[INSTRUCTIONS TO FOLLOW] Go through the records below and return each line that has "lawn" in it.

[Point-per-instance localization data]

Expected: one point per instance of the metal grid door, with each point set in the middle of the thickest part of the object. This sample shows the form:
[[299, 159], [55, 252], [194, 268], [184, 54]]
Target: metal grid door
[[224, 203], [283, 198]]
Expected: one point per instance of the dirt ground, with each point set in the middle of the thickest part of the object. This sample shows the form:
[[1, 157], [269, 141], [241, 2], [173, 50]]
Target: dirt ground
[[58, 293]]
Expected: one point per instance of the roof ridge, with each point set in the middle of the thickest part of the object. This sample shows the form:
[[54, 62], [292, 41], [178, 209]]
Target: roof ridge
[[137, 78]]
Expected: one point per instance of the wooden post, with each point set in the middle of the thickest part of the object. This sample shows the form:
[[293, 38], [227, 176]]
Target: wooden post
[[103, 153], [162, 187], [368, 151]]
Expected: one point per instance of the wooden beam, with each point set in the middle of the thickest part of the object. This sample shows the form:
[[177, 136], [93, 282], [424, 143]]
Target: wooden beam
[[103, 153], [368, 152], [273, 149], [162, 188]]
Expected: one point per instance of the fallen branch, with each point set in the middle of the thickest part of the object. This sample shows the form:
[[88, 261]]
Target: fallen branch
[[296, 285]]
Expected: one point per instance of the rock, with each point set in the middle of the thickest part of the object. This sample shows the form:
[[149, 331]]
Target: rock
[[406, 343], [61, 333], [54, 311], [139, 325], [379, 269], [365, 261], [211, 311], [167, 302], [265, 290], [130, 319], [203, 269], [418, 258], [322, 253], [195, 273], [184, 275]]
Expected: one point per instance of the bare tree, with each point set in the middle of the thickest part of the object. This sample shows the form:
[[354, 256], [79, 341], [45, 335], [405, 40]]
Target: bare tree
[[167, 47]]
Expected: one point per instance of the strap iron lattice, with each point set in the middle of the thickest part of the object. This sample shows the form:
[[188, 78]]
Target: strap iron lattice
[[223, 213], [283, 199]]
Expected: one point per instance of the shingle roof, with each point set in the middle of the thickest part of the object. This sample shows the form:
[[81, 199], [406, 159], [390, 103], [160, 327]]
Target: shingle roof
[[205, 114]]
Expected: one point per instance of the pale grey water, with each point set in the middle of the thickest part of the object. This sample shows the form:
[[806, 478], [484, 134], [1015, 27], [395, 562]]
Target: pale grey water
==
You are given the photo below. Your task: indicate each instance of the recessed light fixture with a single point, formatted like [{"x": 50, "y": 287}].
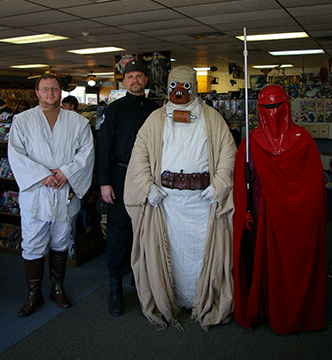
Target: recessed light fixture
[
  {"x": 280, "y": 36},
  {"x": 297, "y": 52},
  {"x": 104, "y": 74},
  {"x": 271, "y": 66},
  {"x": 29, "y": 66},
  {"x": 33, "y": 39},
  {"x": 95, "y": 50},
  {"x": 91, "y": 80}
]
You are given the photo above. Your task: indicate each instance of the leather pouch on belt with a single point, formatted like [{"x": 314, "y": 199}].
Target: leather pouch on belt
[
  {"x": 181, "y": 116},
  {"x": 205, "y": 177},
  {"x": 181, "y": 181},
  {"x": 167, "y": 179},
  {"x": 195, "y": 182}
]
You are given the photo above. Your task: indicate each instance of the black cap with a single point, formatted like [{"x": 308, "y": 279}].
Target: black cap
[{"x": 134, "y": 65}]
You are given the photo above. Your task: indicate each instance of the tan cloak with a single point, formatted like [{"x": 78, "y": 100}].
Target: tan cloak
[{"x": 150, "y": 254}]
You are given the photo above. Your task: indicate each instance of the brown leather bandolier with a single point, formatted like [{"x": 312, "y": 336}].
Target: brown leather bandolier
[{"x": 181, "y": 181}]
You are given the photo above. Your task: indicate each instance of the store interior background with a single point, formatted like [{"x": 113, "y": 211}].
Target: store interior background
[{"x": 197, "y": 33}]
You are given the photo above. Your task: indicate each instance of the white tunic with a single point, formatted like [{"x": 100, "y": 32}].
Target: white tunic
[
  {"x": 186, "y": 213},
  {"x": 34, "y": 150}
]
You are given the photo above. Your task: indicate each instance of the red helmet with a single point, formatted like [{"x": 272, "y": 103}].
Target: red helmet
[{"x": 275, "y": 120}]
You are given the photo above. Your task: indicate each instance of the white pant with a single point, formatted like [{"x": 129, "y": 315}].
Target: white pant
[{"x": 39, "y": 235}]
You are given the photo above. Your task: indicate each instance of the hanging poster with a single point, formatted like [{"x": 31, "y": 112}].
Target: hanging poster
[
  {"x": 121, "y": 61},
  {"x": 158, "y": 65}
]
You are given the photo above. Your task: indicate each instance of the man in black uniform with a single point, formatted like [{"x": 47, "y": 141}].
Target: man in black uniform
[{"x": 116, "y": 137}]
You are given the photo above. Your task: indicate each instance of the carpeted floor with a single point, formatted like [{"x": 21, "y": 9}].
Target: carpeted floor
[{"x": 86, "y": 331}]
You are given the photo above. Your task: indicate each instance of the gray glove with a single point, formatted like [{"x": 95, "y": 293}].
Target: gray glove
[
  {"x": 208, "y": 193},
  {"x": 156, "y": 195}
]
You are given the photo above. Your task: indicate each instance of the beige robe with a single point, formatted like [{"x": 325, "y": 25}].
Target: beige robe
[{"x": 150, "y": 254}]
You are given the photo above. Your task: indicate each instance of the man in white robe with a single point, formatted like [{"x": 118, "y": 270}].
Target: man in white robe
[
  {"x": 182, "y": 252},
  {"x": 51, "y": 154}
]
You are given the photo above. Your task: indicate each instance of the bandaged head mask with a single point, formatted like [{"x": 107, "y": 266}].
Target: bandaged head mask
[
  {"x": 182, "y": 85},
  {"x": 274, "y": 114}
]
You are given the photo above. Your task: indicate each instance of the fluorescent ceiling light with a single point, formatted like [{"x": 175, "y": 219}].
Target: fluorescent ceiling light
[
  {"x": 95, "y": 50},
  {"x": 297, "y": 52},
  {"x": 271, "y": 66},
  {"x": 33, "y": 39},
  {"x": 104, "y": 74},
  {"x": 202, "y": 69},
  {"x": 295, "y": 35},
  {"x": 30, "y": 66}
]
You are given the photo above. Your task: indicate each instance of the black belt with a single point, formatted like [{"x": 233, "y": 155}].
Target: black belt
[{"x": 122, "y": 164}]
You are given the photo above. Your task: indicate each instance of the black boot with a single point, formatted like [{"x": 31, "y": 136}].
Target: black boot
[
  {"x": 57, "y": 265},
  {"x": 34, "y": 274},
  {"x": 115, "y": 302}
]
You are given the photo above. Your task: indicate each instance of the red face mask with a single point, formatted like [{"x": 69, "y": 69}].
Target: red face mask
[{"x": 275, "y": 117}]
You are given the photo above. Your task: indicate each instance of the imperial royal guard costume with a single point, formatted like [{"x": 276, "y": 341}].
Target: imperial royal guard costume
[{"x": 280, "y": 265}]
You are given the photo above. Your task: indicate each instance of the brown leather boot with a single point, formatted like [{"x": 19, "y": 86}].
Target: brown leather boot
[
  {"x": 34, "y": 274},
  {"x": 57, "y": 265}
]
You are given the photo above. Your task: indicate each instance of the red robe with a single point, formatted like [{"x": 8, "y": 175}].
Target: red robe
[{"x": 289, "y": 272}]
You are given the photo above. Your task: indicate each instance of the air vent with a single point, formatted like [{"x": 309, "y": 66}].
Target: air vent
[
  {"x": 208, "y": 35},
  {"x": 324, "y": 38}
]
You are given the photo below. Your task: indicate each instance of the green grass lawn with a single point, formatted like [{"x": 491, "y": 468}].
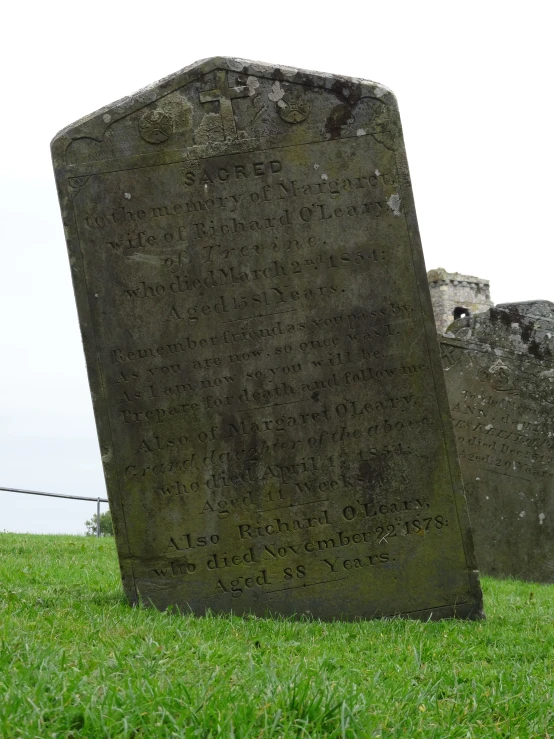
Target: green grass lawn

[FINISHED TASK]
You are given the photo below. Your task: indicate each instance of the green grass lawn with a single point, formatted like [{"x": 491, "y": 468}].
Target: green grass lawn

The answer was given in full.